Make an exact copy of the listing below. Pictures stay out of it.

++++++++++

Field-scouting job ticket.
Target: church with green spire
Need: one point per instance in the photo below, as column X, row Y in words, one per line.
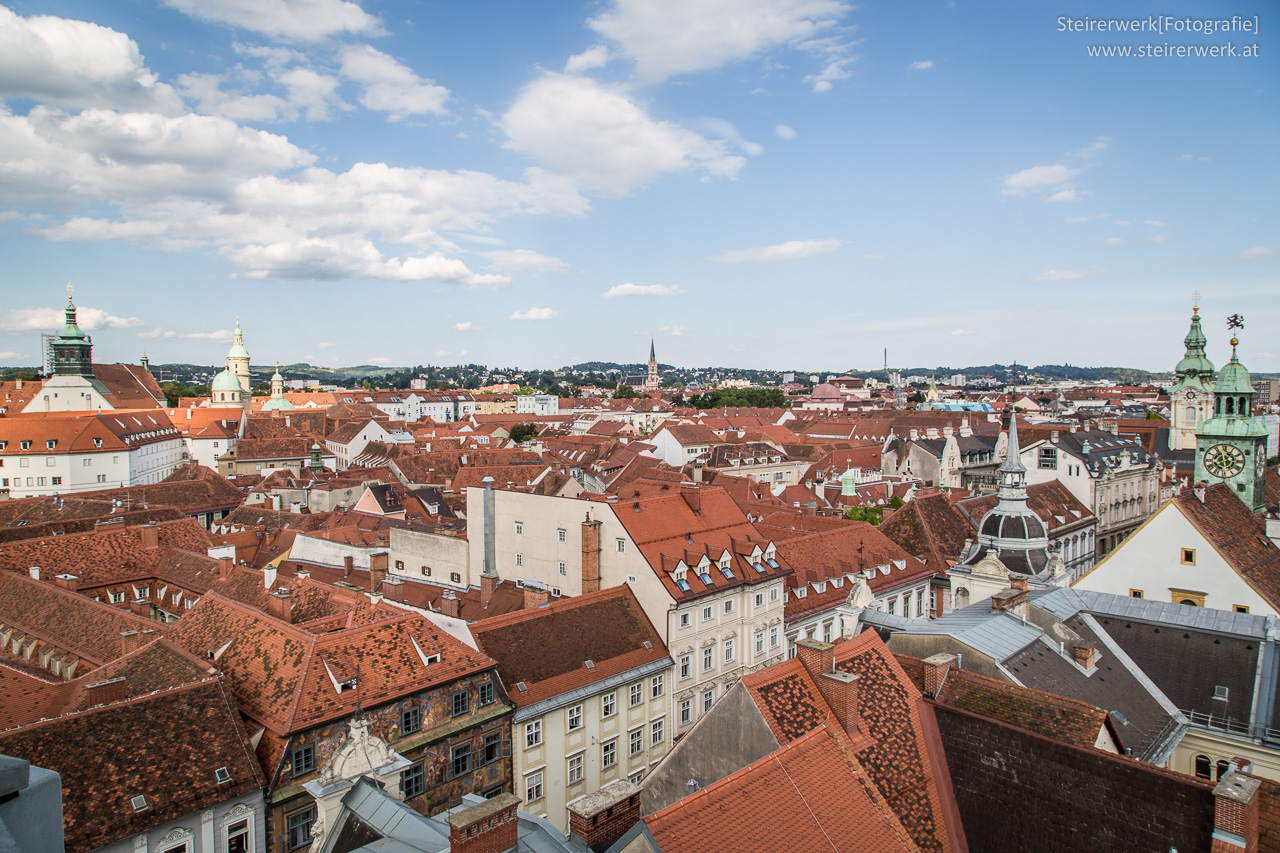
column 1232, row 443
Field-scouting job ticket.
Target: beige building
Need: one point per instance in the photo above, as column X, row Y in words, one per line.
column 592, row 680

++++++++++

■ **REPLY TO THE EXERCISE**
Field-scouting job ticket.
Target: church with green spire
Need: one point per instance in the photo below, as column X, row Y in words, one per line.
column 1232, row 443
Field-scouting job ticket.
Target: beige building
Need: one point per instance in the photo above, as column X, row Y in words, one per line.
column 592, row 680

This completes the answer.